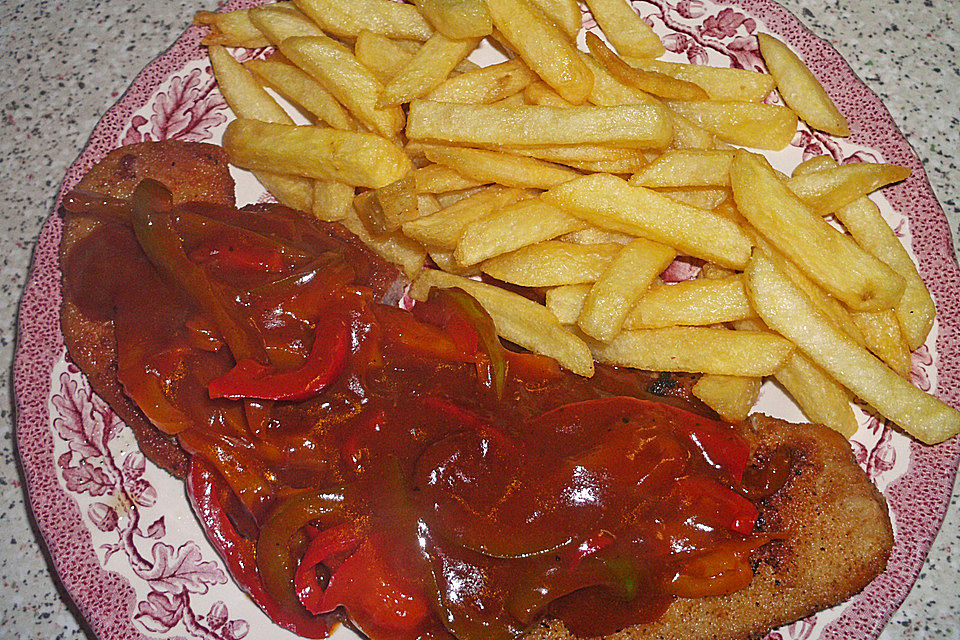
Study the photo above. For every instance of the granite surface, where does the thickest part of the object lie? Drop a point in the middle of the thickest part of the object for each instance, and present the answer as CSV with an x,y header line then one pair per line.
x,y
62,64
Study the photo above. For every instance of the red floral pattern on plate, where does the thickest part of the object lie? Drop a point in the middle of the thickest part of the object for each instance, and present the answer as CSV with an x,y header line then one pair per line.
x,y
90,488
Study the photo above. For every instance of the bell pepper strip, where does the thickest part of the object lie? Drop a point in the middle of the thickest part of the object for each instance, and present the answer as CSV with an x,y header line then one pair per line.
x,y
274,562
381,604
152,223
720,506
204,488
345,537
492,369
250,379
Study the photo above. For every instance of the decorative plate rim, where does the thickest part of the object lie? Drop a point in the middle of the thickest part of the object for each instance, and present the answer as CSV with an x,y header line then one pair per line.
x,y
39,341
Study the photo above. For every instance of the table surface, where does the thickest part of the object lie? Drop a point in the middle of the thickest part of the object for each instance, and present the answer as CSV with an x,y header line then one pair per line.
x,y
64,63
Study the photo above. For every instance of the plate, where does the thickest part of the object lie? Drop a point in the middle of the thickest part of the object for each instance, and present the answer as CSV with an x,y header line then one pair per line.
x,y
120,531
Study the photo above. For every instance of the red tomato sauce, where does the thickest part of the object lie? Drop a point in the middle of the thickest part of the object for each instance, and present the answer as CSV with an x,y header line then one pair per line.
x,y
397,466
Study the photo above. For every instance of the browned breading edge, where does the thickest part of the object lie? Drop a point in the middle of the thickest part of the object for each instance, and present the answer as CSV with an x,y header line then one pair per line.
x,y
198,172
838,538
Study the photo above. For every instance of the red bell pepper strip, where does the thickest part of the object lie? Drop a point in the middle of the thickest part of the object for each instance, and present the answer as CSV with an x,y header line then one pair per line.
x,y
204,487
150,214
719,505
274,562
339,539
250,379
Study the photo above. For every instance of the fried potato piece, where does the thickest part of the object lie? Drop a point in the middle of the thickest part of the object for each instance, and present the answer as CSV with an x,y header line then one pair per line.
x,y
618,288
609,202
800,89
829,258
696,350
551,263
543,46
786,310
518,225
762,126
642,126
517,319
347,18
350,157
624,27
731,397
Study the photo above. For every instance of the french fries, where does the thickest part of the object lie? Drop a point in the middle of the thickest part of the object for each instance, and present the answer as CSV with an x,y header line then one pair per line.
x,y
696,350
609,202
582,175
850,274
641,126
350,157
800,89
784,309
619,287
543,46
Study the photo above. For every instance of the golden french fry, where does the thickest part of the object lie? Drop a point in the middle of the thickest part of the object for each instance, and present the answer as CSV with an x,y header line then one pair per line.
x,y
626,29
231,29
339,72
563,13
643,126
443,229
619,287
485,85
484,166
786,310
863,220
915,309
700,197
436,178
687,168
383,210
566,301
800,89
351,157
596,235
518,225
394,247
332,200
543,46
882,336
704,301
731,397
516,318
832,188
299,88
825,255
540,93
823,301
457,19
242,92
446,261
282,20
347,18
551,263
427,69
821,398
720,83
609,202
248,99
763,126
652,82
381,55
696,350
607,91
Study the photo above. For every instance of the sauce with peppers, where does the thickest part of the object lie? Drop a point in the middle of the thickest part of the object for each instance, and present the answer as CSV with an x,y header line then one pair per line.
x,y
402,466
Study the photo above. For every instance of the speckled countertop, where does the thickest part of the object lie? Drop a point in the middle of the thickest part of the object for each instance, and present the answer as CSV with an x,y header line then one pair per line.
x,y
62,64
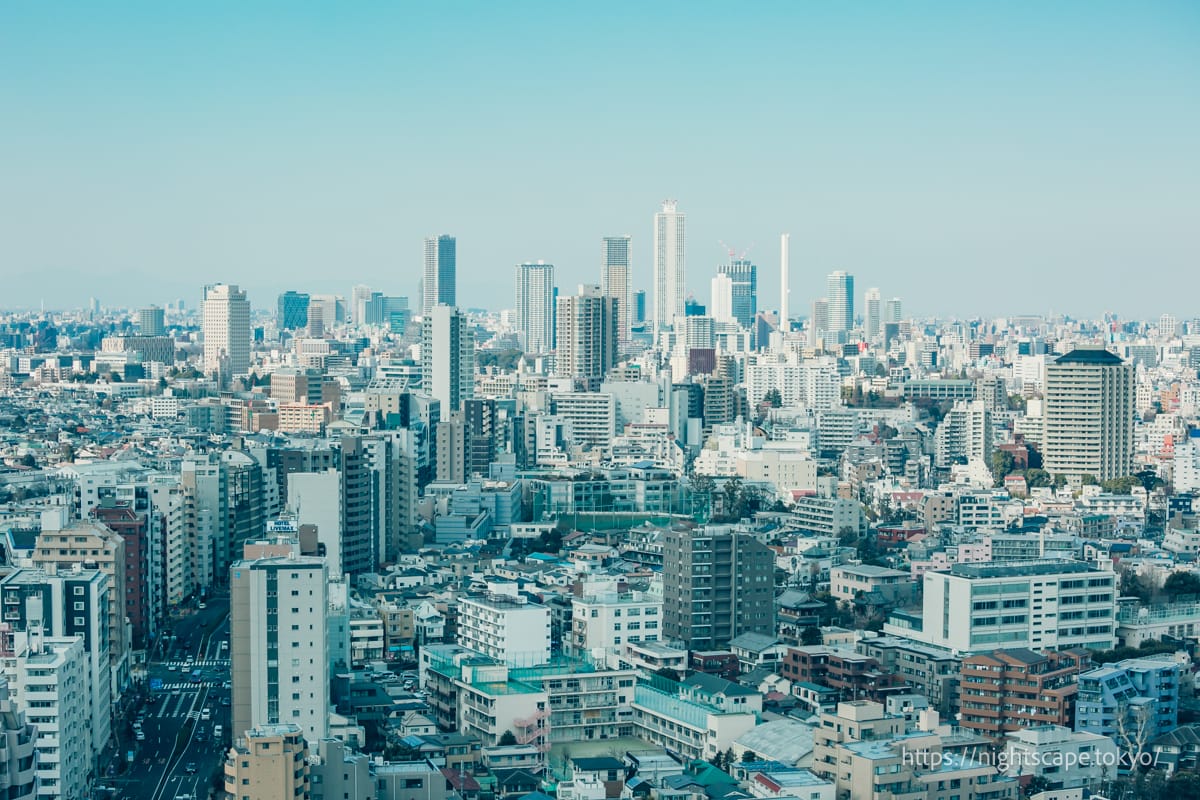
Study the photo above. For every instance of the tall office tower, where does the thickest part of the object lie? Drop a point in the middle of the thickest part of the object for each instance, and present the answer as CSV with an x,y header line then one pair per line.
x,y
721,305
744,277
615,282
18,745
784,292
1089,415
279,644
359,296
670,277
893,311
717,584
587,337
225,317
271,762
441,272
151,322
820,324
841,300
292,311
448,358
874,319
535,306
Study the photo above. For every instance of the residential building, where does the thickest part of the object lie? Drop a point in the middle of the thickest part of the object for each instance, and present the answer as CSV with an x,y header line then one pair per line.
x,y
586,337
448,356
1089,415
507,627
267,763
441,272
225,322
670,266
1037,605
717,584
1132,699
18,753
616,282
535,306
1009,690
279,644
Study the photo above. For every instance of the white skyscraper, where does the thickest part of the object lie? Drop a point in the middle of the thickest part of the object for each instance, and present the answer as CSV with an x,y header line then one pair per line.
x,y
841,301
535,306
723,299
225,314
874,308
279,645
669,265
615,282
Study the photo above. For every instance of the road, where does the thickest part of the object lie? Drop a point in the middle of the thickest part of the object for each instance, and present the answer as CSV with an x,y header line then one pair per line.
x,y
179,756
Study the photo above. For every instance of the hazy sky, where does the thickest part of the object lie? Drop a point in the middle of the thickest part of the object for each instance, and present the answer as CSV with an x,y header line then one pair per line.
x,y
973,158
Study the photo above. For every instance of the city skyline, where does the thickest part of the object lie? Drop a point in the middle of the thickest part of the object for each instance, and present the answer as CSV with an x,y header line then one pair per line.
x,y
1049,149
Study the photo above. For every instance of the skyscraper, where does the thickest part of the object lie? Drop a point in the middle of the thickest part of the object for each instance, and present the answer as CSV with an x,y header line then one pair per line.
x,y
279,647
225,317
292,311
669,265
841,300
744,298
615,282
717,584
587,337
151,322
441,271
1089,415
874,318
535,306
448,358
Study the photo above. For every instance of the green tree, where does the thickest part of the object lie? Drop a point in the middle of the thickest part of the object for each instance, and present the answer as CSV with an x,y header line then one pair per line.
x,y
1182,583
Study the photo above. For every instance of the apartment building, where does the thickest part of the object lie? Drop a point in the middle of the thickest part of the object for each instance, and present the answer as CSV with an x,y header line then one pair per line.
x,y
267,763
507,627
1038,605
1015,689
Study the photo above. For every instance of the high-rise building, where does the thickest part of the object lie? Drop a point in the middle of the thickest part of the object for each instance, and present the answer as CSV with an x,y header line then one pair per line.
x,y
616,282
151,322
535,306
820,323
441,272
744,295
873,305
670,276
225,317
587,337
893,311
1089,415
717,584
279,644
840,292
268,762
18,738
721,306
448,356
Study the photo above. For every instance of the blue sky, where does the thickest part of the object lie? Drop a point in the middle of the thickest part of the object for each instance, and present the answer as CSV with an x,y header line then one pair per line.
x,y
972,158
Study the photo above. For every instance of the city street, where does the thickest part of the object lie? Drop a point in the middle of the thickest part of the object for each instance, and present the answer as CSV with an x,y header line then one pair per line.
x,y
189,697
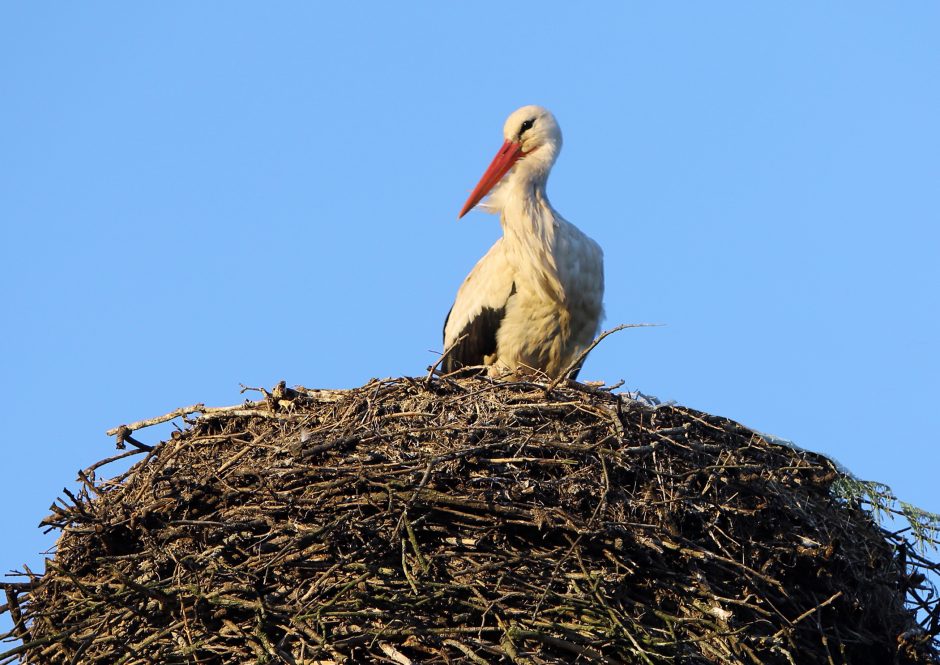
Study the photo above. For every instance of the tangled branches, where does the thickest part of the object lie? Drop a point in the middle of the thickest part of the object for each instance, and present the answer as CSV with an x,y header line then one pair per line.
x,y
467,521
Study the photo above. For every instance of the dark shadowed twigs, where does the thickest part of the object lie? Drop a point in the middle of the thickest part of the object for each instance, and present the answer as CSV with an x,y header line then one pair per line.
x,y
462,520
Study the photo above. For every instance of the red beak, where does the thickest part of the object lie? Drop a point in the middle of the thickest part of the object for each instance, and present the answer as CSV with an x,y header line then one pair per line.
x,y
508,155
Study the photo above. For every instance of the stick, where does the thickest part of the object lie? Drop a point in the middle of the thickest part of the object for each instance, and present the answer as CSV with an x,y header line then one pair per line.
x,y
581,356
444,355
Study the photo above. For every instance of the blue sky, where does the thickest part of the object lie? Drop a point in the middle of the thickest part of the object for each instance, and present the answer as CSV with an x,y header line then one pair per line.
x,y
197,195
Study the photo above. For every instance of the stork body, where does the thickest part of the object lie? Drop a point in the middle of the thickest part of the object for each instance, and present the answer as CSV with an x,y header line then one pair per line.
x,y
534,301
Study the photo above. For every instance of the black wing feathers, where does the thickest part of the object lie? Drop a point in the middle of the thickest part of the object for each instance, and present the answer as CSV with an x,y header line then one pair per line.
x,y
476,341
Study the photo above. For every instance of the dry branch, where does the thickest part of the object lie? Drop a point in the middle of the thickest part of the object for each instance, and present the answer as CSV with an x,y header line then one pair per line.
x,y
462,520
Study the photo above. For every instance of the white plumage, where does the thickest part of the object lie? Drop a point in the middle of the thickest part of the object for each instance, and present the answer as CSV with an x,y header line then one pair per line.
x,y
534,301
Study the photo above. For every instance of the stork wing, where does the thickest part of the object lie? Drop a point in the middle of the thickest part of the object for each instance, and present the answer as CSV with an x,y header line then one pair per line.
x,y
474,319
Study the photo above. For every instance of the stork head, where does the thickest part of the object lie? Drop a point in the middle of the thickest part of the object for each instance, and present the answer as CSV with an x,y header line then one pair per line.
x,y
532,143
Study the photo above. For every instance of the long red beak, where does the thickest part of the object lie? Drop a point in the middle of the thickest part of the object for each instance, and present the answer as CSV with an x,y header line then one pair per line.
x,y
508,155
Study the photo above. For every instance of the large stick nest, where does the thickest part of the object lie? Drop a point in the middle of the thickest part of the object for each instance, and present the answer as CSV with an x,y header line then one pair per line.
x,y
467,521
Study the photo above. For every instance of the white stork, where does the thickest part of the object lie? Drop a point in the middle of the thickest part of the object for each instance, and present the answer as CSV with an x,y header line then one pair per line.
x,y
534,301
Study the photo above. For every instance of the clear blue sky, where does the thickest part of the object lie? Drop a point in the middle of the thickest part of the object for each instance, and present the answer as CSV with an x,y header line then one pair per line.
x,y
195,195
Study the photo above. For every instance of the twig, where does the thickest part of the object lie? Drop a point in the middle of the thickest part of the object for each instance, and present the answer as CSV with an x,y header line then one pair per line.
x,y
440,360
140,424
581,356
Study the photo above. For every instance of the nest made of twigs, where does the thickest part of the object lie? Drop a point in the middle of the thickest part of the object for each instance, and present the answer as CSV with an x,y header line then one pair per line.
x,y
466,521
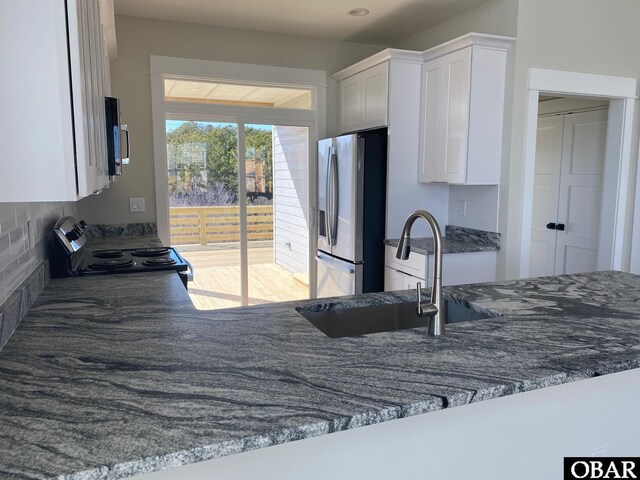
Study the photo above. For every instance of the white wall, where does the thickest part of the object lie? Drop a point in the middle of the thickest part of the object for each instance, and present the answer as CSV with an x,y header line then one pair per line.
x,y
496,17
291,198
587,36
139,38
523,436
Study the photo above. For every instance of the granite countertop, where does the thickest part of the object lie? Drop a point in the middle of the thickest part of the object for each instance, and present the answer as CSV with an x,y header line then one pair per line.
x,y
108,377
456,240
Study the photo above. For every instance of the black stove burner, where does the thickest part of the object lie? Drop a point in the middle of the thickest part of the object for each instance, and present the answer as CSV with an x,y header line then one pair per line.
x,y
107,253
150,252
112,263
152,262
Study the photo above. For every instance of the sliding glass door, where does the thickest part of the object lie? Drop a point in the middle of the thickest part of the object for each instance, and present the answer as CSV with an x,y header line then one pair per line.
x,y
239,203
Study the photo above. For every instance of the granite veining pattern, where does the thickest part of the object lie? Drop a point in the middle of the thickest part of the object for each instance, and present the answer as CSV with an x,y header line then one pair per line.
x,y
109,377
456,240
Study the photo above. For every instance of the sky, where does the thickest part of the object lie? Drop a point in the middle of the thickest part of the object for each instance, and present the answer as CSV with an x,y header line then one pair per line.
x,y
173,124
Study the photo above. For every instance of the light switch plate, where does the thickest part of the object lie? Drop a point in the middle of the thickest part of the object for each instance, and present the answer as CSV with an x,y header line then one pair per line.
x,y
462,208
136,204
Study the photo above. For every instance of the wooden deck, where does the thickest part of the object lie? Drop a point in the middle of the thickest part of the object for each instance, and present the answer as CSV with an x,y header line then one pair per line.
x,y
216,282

═══

• [Required work]
Reproduce exactly the lines from the one with "Study the photo above. For every instance of the light" through the end of the entries above, both ends included.

• [Written solution]
Study the photo above. For every instance of the light switch plate, where does the thickest part of the object lie? Drop a point in the middle of the thickest part of the object for each instance, and present the answer as CSV with an x,y header line then one pair per line.
x,y
462,208
136,204
Study the photo above. For every instance of the wooden deck, where does the thickest part of the object lie? Drop a point in the middle of the thickest part of the object for each instance, and present the answer as CSV with an x,y header line then one pair per line.
x,y
216,282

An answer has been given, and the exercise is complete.